### AIM OF THE EXERCISE
Convert the material below, from its first line through the line containing "MULTIPOLYGON (((140 37, 130", into a two-column CSV headed "prompt" and "reply", one row for each request with its answer. Put each value in a single quoted field and replace line breaks with spaces.

### SOURCE MATERIAL
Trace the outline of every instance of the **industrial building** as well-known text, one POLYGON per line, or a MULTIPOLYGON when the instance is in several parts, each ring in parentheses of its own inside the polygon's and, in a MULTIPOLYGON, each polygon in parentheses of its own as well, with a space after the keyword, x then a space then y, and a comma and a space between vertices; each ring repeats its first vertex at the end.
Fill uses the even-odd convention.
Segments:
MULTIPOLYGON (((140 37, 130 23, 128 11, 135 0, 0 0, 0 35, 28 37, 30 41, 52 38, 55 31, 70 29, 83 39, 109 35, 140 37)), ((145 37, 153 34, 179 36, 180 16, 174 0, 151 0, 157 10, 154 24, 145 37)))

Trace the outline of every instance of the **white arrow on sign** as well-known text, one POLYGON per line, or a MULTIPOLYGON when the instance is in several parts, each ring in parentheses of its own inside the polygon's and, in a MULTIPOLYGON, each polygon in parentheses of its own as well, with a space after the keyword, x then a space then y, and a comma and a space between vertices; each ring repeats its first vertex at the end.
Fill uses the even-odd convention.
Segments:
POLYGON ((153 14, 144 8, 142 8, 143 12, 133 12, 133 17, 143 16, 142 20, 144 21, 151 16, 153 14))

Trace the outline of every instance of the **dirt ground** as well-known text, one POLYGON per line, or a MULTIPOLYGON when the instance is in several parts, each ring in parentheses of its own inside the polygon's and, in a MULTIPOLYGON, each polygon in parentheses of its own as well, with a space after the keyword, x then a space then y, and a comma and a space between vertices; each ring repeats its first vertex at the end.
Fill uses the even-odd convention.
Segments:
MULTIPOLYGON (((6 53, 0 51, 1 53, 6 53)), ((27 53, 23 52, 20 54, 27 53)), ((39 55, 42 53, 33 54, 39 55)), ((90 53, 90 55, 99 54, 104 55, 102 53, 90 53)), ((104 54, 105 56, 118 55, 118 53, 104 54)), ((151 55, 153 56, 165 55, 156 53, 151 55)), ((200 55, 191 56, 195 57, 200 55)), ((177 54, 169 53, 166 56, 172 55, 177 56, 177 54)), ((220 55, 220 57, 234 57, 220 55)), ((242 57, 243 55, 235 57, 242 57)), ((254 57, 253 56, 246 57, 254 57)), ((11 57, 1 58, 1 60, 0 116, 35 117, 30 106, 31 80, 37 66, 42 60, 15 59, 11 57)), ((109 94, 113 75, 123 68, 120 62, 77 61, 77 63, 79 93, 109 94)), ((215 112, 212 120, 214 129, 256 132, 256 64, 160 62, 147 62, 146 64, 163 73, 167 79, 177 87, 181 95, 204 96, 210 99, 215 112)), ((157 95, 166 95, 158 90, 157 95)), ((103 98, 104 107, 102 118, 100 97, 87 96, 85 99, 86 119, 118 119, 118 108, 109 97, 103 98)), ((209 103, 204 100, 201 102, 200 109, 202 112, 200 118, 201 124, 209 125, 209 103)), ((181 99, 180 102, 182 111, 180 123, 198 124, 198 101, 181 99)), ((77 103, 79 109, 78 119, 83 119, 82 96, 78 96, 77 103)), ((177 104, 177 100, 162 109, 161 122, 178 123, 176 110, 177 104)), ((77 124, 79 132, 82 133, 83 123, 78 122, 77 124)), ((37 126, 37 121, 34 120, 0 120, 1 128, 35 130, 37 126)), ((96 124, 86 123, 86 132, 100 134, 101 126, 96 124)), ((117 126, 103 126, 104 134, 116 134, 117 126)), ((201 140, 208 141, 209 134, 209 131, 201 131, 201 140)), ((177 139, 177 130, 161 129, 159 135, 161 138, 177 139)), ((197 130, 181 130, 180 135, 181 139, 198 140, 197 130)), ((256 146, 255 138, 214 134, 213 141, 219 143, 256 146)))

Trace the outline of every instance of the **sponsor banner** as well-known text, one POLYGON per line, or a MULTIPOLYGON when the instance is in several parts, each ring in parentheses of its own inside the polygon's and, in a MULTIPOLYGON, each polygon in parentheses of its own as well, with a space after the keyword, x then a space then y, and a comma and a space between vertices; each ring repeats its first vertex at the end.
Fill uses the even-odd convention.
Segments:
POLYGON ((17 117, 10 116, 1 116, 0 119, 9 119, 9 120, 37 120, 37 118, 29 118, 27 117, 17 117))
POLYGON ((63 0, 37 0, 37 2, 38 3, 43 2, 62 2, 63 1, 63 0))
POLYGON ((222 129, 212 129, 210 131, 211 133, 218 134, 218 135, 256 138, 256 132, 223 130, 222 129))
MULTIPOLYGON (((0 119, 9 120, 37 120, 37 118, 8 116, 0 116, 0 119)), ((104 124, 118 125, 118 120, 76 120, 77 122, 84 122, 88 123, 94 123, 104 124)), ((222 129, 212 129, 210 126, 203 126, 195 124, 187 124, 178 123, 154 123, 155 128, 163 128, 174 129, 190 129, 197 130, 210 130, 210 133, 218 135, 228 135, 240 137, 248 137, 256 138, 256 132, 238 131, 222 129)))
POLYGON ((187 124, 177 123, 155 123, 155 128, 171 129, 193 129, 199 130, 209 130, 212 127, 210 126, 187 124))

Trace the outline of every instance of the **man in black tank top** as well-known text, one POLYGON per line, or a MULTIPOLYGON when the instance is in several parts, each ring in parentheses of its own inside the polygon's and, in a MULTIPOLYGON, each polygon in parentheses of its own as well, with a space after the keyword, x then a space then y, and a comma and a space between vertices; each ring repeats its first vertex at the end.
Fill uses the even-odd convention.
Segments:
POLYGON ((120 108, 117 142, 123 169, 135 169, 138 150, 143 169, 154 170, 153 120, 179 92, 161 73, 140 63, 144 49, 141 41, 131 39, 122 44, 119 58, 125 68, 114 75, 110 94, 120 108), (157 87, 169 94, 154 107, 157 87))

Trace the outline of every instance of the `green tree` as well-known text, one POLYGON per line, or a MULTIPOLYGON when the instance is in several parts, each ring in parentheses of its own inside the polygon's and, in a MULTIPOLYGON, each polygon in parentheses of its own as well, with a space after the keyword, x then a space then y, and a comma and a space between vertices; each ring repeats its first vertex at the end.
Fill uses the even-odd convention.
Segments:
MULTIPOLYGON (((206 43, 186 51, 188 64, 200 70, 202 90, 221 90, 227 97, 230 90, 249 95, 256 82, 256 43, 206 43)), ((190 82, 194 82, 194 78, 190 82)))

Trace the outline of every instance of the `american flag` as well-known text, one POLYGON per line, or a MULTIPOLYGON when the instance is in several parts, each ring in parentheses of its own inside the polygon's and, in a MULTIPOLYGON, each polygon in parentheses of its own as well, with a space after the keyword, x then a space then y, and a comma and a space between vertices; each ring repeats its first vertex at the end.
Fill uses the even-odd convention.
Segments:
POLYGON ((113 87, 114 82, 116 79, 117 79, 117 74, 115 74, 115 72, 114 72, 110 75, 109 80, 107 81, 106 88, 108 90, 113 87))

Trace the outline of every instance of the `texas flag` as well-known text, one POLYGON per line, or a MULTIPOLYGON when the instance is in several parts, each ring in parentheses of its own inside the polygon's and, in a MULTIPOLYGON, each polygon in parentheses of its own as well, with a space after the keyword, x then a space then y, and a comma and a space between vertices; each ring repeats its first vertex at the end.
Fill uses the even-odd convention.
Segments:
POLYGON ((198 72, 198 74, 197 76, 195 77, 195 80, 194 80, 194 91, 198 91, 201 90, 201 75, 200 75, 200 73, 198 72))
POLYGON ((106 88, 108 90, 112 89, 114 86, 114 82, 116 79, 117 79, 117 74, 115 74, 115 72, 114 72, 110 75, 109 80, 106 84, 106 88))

### OUTPUT FOR THIS EXERCISE
prompt,reply
"Trace the outline of every instance of the **industrial building** as well-known text, one POLYGON per line, or a MULTIPOLYGON when the instance is in several parts, each ring in parentheses of its own inside the polygon's and, in a MULTIPOLYGON, each polygon in parentheses of its own as well, with a space after the keyword, x then a space then y, and a comma and a space between vertices; each ring repeats its first vertex at the end. Fill uses the even-odd convention. Segments:","MULTIPOLYGON (((140 37, 130 23, 128 11, 135 0, 0 0, 0 35, 28 37, 30 41, 52 38, 55 31, 70 29, 83 39, 109 35, 140 37)), ((145 37, 153 34, 179 36, 180 16, 174 0, 151 0, 157 10, 154 24, 145 37)))"